(Source data)

────────

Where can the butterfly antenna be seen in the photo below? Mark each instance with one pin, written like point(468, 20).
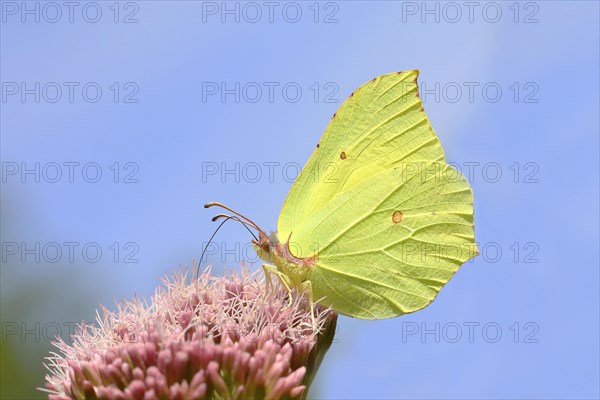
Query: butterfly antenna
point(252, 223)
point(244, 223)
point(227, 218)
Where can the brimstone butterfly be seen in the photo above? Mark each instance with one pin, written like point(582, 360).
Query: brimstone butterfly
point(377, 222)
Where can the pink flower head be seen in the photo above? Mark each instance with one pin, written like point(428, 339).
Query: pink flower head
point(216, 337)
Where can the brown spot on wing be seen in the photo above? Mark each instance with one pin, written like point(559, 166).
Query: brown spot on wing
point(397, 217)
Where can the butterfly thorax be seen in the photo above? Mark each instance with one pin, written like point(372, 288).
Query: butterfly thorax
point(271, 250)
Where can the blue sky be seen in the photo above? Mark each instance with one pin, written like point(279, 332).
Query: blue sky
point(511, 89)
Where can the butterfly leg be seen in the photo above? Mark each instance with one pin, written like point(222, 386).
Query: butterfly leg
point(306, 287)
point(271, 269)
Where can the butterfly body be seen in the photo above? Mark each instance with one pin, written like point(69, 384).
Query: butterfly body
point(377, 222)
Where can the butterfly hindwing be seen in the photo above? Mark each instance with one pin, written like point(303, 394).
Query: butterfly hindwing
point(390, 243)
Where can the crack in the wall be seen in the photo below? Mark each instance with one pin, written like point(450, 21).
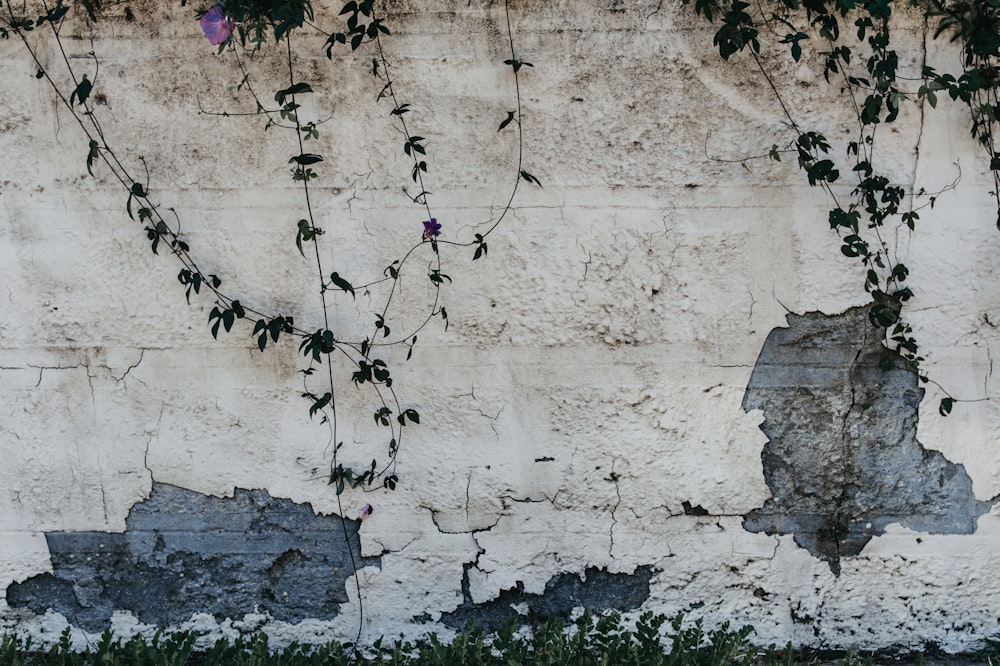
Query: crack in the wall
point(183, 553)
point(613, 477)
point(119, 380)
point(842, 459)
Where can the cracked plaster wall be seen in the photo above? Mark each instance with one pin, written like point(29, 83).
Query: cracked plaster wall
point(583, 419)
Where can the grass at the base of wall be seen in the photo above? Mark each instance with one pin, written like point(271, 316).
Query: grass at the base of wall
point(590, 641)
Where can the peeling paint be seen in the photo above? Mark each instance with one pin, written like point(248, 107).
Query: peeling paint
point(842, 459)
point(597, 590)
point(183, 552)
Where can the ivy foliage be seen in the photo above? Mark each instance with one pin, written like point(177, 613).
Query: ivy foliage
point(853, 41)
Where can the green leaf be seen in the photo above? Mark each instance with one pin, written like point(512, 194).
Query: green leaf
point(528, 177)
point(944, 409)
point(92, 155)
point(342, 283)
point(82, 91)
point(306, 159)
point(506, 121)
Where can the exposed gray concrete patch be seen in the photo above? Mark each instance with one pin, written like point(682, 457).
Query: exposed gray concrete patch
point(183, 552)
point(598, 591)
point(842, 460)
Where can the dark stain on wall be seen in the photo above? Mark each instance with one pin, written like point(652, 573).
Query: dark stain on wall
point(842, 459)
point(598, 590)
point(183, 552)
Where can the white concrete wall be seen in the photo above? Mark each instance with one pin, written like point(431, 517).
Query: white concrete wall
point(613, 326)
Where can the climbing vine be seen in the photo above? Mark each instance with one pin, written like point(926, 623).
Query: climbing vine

────────

:: STATED PROBLEM ::
Please write out the stretch of the records above, from the start through the line containing "point(271, 269)", requests included, but shift each answer point's x and y coordinates up by 150, leaving the sample points in the requests unchanged. Omit the pictures from your answer.

:: OUTPUT OF THE TASK ::
Where can the butterfly antenna be seen in the photo below? Mark each instance with one pin, written like point(468, 20).
Query: butterfly antenna
point(402, 373)
point(394, 373)
point(377, 368)
Where can the brimstone butterfly be seen in the photo above? Mark each instance with one pin, written like point(582, 360).
Query: brimstone butterfly
point(527, 372)
Where can the pink flower head be seen in the photo above? Mark each instance with one pin, written like point(428, 339).
Query: pink flower head
point(366, 487)
Where can the brown spot on wing be seen in the photo above? Mark each instance with one pin, written like point(559, 166).
Query: brown spot on wing
point(547, 367)
Where can the butterfly thorax be seen in the photo above? Mark each instance with one pin, written like point(372, 288).
Query: butterfly thorax
point(421, 400)
Where can the blue sky be seen in the photo above? Mark each instance with one pin, written like point(279, 332).
Query: blue sky
point(661, 239)
Where can the butterfly leg be seen in the photo above? Mark each instance with one pin, written like point(222, 386).
Query: butterfly leg
point(456, 437)
point(421, 419)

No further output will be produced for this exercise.